### How to complete this task
Give back every entry, copied exactly.
----- Source data
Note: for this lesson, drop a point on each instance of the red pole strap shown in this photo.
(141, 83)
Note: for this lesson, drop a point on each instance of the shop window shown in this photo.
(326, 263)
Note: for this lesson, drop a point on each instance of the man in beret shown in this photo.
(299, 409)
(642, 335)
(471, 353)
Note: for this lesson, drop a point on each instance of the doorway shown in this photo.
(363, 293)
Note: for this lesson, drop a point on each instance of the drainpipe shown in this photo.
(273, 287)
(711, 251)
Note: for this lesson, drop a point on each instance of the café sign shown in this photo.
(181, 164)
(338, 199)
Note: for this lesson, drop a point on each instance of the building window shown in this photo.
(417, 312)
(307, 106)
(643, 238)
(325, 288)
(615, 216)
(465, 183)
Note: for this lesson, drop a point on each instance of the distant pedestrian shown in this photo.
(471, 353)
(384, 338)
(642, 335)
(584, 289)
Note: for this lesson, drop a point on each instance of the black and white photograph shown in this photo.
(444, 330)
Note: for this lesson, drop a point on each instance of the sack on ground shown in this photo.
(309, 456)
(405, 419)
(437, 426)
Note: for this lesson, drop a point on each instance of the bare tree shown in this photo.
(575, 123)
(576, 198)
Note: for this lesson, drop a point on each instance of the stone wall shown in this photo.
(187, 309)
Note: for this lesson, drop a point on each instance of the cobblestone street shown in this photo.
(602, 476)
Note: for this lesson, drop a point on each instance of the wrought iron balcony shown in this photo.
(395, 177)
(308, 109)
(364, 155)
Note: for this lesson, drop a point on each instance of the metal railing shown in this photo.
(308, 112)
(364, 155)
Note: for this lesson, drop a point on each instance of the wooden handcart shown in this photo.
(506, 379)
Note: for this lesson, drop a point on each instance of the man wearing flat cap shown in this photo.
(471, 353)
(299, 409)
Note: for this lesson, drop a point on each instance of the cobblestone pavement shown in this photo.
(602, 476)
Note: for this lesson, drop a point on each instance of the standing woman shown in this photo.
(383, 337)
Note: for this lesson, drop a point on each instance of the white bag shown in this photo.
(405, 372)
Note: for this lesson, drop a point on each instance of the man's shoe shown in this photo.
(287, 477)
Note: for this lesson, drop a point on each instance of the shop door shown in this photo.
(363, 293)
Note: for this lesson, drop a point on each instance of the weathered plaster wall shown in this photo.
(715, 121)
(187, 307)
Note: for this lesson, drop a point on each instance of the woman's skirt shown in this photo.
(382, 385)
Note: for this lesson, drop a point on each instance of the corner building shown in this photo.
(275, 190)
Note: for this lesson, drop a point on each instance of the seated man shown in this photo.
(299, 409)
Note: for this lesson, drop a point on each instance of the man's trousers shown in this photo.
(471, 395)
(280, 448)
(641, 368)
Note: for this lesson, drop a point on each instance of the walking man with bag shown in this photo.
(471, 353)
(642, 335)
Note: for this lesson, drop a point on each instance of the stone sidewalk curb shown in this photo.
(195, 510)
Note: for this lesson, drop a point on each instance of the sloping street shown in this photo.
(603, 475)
----------
### Result for this exercise
Note: for this lesson, drop a point on each instance of the red pole strap shown in this photo.
(141, 83)
Note: for this lesson, drop a point on each instance of the shop window shown in this photo.
(326, 263)
Note: for this lesson, drop a point on each instance of the man in beret shown in this photo.
(299, 409)
(642, 335)
(471, 353)
Note: for this lesson, drop a point on each instance of the doorway shown in this photo.
(363, 293)
Note: for this lesson, drop a point on each instance of the drainpipe shown in this photo.
(273, 287)
(711, 251)
Note: for this lesson, drop a point on each instance of the café sign shown in this photo.
(181, 164)
(338, 199)
Note: for this lesson, drop a point on each instance of the building window shown in this photo.
(417, 312)
(307, 106)
(643, 238)
(325, 288)
(615, 216)
(465, 183)
Note: for this lesson, drop a point on each instance of the distant pedestrian shown in this photo.
(471, 353)
(384, 338)
(642, 335)
(584, 289)
Note: for this lesson, drop a point on each instance of the black and white photograph shown in this photo.
(444, 330)
Note: for this lesson, drop a point on each instance of the sack on ground shown in this photo.
(309, 456)
(405, 419)
(437, 426)
Note: for this lesson, drop a point on each instance of the bare tree shown in this photo.
(575, 123)
(576, 198)
Note: for this lesson, drop a point on each instance of the stone wall shown in this photo.
(187, 309)
Note: for this lesson, drop a point on each instance of the cobblestone street shown in this photo.
(602, 476)
Note: for this lesson, drop a point on each instance of the wrought iron balcony shown in this photo.
(395, 177)
(308, 109)
(364, 155)
Note: for this lesson, drop a point on each instance of the metal railing shown in this photo.
(308, 112)
(364, 155)
Note: for this lesson, drop a point on each instance of the wooden handcart shown in this photo.
(506, 379)
Note: for this lesson, drop a point on each instance of the man wearing flat cap shown in this photo.
(471, 353)
(299, 409)
Note: for this lesson, drop a point on each instance of the cobblestone pavement shown in this photo.
(602, 476)
Note: for this lesson, drop a point on each instance of the standing woman shown in this photo.
(383, 337)
Note: for this lesson, drop a point on each instance of the white bag shown in this photo.
(405, 372)
Note: for this lesson, drop a point on each instance of the man's shoe shown in this photo.
(287, 477)
Note: for this lesson, drop a point on each instance of the shop door shown in this photo.
(363, 293)
Note: for this lesson, drop a point on each instance of the weathered plaster wall shown in this photo.
(715, 121)
(187, 307)
Note: for this lesson, drop a point on each instance of the woman's skirt shown in this photo.
(382, 385)
Note: for this lesson, drop a point on each instance of the corner building shown in this photo.
(275, 190)
Note: for this lesson, drop a point on each instance of the seated man shown in this photo.
(299, 409)
Note: for this lesson, drop a point on each instance of the man's trousers shown in this photo.
(471, 395)
(280, 448)
(641, 368)
Note: for this lesson, drop a point on each instance of the walking man with bag shown in this photo.
(471, 353)
(642, 335)
Note: for this lesson, drop a point on each instance of the stone sidewalk curb shown in this photo.
(195, 510)
Note: for this lesson, drop a point on each instance of the sloping street shown in this photo.
(603, 475)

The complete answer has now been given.